SHORT EXERCISE -> Reproduce every line of the records below, requests included, and increase each bounding-box coordinate in the answers by 118.

>> start DATA FOR PROCESSING

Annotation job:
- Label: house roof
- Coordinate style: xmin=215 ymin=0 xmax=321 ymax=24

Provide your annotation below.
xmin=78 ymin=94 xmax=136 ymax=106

>> end DATA FOR PROCESSING

FULL RESPONSE ->
Annotation job:
- Label: house roof
- Coordinate style: xmin=215 ymin=0 xmax=321 ymax=24

Provide your annotation below.
xmin=196 ymin=212 xmax=254 ymax=224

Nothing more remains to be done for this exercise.